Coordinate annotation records
────
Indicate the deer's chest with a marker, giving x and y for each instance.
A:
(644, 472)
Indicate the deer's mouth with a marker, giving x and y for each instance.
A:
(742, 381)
────
What you have to do »
Copy out all of the material above, swapping every "marker" for "dot" and changing nothing else.

Task answer »
Indicate the deer's chest with a dot, giving x and y for each instance.
A:
(644, 472)
Indicate the deer's mouth with a dot, giving x and y for each instance.
A:
(742, 381)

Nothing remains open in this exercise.